**Assigned task**
An exact transcription of all the records is required, minus the images.

[Saved entries]

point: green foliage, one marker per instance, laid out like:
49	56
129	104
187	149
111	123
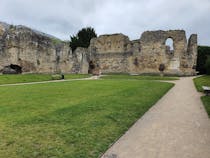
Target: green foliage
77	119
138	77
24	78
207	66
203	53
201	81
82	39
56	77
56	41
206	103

**Task answer**
point: green foliage, one marker per instance, laid out like:
49	56
129	104
187	149
111	123
Target: green foliage
77	119
138	77
24	78
207	66
203	53
201	81
82	39
56	77
56	41
206	103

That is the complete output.